**What needs to be done**
A complete, exact retyping of the data below is required.
------ Working data
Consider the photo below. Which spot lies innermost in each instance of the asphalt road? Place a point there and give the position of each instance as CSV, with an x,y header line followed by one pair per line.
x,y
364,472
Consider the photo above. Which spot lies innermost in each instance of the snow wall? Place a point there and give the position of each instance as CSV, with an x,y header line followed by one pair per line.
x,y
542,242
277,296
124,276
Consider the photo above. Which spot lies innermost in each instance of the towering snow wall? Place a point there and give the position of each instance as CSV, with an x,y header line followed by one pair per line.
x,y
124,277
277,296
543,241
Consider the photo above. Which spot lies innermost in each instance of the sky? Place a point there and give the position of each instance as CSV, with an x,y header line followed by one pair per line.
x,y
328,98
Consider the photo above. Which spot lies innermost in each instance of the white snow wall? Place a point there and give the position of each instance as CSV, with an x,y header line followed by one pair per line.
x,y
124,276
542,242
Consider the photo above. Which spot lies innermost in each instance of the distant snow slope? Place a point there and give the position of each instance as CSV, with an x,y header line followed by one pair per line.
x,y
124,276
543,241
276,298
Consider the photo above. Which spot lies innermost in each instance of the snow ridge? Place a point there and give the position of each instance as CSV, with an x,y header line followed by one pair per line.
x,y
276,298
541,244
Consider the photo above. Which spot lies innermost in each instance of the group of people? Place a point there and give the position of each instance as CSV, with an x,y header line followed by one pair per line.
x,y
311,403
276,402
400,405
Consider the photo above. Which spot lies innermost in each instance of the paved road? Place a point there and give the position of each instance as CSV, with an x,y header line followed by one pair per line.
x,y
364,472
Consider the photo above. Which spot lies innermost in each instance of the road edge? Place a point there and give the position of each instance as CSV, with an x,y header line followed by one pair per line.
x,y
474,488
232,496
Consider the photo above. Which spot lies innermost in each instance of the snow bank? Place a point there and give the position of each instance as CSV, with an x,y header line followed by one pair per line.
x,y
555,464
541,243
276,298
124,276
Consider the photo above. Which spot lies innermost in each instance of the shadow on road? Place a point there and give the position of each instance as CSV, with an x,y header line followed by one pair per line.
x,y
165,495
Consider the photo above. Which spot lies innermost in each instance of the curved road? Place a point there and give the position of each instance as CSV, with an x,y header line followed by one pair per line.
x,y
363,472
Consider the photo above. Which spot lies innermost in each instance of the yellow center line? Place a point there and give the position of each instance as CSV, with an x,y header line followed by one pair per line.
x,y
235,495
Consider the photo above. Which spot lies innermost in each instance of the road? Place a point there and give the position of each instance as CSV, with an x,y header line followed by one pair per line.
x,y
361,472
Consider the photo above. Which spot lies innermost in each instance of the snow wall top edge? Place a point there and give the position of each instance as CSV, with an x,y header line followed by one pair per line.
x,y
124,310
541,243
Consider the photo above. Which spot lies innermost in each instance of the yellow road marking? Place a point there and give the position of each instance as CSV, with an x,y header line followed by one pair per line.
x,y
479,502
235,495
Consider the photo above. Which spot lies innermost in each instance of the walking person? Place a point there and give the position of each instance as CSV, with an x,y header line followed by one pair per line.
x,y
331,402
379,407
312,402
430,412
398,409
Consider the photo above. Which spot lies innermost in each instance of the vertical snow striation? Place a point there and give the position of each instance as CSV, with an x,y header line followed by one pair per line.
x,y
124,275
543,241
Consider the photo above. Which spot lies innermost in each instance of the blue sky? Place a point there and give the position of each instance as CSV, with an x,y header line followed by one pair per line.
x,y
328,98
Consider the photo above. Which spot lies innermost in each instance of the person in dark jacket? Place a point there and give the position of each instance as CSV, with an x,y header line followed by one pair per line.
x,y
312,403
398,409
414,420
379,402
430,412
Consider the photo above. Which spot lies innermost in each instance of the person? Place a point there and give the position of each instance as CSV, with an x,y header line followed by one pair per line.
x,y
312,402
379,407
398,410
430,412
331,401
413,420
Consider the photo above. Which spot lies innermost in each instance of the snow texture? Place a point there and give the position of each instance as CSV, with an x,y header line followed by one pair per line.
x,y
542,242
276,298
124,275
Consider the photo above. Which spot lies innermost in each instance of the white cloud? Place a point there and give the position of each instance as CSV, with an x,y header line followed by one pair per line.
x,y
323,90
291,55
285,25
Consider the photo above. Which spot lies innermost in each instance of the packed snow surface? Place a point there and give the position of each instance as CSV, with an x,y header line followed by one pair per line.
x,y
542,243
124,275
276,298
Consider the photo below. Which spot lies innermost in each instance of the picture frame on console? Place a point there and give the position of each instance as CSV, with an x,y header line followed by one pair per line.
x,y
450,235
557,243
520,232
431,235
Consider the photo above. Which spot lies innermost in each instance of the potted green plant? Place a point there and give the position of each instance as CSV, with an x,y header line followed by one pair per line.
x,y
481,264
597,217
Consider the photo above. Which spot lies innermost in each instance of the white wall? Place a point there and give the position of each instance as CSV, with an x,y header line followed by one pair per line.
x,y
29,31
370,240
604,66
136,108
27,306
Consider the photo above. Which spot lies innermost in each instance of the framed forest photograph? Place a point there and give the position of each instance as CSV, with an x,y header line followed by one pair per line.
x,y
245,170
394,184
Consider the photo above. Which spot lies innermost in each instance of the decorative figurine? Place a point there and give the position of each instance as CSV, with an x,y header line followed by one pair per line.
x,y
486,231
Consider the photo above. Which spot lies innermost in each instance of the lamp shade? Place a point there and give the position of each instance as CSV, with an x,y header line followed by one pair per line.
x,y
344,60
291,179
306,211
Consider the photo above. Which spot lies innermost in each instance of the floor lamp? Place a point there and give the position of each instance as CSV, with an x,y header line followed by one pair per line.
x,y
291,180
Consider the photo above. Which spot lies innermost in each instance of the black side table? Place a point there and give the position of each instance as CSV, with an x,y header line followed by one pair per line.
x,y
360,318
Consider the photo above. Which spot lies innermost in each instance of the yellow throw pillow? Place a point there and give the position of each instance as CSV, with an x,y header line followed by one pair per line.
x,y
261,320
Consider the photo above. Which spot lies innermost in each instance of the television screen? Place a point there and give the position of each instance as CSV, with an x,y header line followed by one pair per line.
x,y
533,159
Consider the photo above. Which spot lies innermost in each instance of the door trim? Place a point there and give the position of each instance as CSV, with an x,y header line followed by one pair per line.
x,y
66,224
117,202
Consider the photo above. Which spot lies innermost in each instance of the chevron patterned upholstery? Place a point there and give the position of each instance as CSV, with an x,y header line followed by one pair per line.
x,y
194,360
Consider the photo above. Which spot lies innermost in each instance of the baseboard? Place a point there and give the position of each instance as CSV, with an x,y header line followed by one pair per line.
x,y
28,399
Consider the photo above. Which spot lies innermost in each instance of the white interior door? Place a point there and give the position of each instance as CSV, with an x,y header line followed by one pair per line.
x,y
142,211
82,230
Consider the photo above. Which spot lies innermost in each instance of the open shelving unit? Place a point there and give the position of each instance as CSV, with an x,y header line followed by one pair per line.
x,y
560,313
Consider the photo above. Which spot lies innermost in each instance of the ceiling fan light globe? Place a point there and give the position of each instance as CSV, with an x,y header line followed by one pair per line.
------------
**Result**
Consider the photo below. Which spot lies innermost in each instance of the asphalt road? Place a point there and give the position of each instance as CSV, with an x,y header line followed by one pair per line.
x,y
364,472
Consider the photo above. Which spot lies innermost in each instance of the snow wall? Place a point there and give the position of each instance as CSV, with an x,y header line followed by one pair per line.
x,y
542,242
277,296
124,276
Consider the photo above. Which spot lies innermost in each instance of the towering snow wall? Place a point there and give the position of each instance as CSV, with an x,y header line followed by one pair per line.
x,y
124,277
277,296
543,241
Consider the photo above. Which spot lies innermost in each instance of the sky? Place a point there and give the position of each instance as CSV, with an x,y header line followed by one pair per line.
x,y
328,98
Consider the photo above. Which spot lies innermost in each instance of the white snow wall? Place a point there and give the position of each instance as CSV, with an x,y header line followed by one pair per line.
x,y
124,276
542,242
Consider the photo above. Which spot lies innermost in each instance of the distant snow slope? Place a point there and give the position of each instance as CSV, with an x,y header line followed by one pair per line.
x,y
124,276
543,241
276,298
Consider the photo above. Which spot lies innermost in each instance of the snow ridge? Place a point there and give the position of each instance as CSV, with an x,y header line followed by one pair per line.
x,y
276,298
541,244
Consider the photo above. Which spot lies innermost in each instance of the group of people? Place a point there and give the position of each instance as CSV, with an x,y header line followed by one pair per line.
x,y
311,403
276,402
400,405
Consider the photo above. Which spot lies innermost in each instance of the paved road? Place a point there and give the position of each instance as CSV, with an x,y header line followed by one pair per line.
x,y
364,472
Consider the photo above. Which spot lies innermost in each instance of the road edge? Place a point there and give the position of each instance as CSV, with an x,y header line followed by one pair per line.
x,y
474,488
232,496
Consider the photo above. Which spot lies innermost in each instance of the snow bank? Place a point there and give the position of each instance as CSV, with an x,y header line followed by one pair per line.
x,y
555,464
541,243
276,298
124,276
Consider the photo above. Which spot lies innermost in each instance of the shadow on road? Place a point there and give the position of each instance as CSV, with an x,y header line followed by one pair per line.
x,y
165,495
Consider the photo above. Which spot lies innermost in each instance of the curved road? Place a point there and give the position of each instance as CSV, with an x,y header line followed by one pair per line.
x,y
363,472
Consider the photo above. Which spot lies innermost in each instance of the yellow center line? Place a point there and give the position of each instance as CSV, with an x,y header line followed by one pair per line.
x,y
235,495
Consider the photo above. Which spot lies innermost in each instance of the road? Place a point there and give the position of each instance as CSV, with an x,y header line followed by one pair per line.
x,y
361,472
Consider the photo above. Which spot lies innermost in each instance of the snow wall top edge? Place a point there and give the position of each instance as CSV, with an x,y header line followed by one pair per line.
x,y
124,310
541,243
Consider the photo above. Which spot lies innermost in each instance of the yellow road marking? Place a point there and give the position of each instance as CSV, with an x,y header line followed by one pair per line.
x,y
479,502
235,495
Consider the photo above. Which spot lies innermost in each instance of the walking person? Place a point there and give the position of each instance as CSV, with an x,y header line followed by one pair per line.
x,y
331,402
379,407
312,402
430,412
398,409
Consider the photo above. Which spot lies innermost in each instance of the vertical snow striation? Place a point there and give the position of each instance as CSV, with an x,y header line followed by one pair per line.
x,y
124,275
543,241
Consider the photo above. Which spot lies innermost in each instance of the blue sky? Place a point there and give the position of each instance as CSV, with an x,y header line followed by one pair per line.
x,y
328,98
Consider the photo above. Which spot lies innermost in each instance of the person in dark jacket? Place a point there and give the position of each instance as CSV, with an x,y header line followed by one pair per line.
x,y
312,403
398,409
414,420
379,402
430,412
Consider the photo above. Which spot lies innermost in each instance of the person? Place a point there and give the position of each instance as CSV, with an x,y header line followed by one pair per line.
x,y
312,402
379,407
398,410
430,412
331,401
413,420
Consider the photo above. Which spot lies innermost in each instance of the snow texture? Place a point there and give the position of each instance as CSV, with an x,y header line followed by one pair per line.
x,y
542,242
276,298
124,275
Consider the photo above. Which spot lies innermost in each instance of the white cloud? Place a point there and give the position of each instance as CSV, with an x,y header line followed by one pair per line.
x,y
323,90
291,55
285,25
Consider the photo above. Which spot lies innermost in each instance of the packed snow surface? Place a point there and give the position of each instance as CSV, with an x,y header line followed by one pair per line.
x,y
542,243
124,275
276,298
Consider the photo below. Which spot lies innermost in each instance of the picture frame on console? Place a point there and give the position of each instance as CSV, with an x,y header line followed by one pair per line.
x,y
450,235
557,243
520,232
431,235
Consider the photo above. Which spot lies innermost in each instance of the potted green plant? Place a point there and give the position of each instance as CSV, with an x,y header line followed by one pair per line.
x,y
481,264
597,217
Consider the photo above. Which spot lies innermost in each instance of the white wall? Place a point there and give the position of each instance as CSV, with an x,y header line followed by one pair per line.
x,y
29,31
370,240
604,66
136,108
27,306
Consider the photo above. Which spot lies innermost in each instance of the framed forest photograph? Place a point there and give the position of each instance as CSV, with an x,y header line followed by one pair per line.
x,y
245,170
394,184
Consider the photo above. Which spot lies innermost in each instance of the decorative figurine? Place a point there and give the position of each instance as CSV, with an x,y header line followed by one pair per line.
x,y
486,231
Consider the photo above. Which spot lies innermost in each instance of the lamp shade? Place a point there and give the position of each instance as CSV, with an x,y header line followed by one pair per line.
x,y
344,60
291,179
306,211
Consider the photo above. Which spot lies innermost in each instance of the floor lamp? Place a point there and give the position of each instance as CSV, with an x,y header line followed by one pair per line.
x,y
291,180
Consider the photo above. Which spot lies innermost in each instance of the black side table? Place a point there and give the position of each instance as CSV, with an x,y header line followed by one pair per line.
x,y
360,318
Consider the photo above. Which spot lies innermost in each instance of the yellow throw pillow? Place a point there and give the position of each instance as CSV, with an x,y header line followed by one pair per line.
x,y
261,320
Consider the photo above. Which spot lies innermost in each instance of the television screen? Place a point there and give the position of each instance as CSV, with an x,y header line followed by one pair per line.
x,y
533,159
Consider the photo above. Which spot lies innermost in each instance of the door trim? Place a point there and give the position of each instance as CSV, with an x,y header line followed by one pair per line.
x,y
66,224
117,202
Consider the photo above. Which spot lies innermost in each instance of the chevron patterned upholstery? Place a point there and give the position of each instance as CSV, with an x,y header line followed by one pair per line.
x,y
194,360
Consider the photo above. Which spot lies innermost in each instance of the baseboard? Place a point there and give the position of each instance as CSV, with an x,y header line followed by one pair per line.
x,y
28,399
Consider the photo above. Which spot lies innermost in each instance of the white interior door? Place a point there and give the position of each instance as CSV, with an x,y header line followed by one pair per line.
x,y
142,211
82,230
Consider the photo above. Which spot lies innermost in each instance of the open shelving unit? Place a point there and give the position of each instance as CSV, with an x,y header line followed by one pair per line.
x,y
560,313
Consider the photo above. Which spot lies innermost in each instance of the ceiling fan light globe? Place a point there and give the position of each instance as CSV, with an x,y header line followed by one pair per line.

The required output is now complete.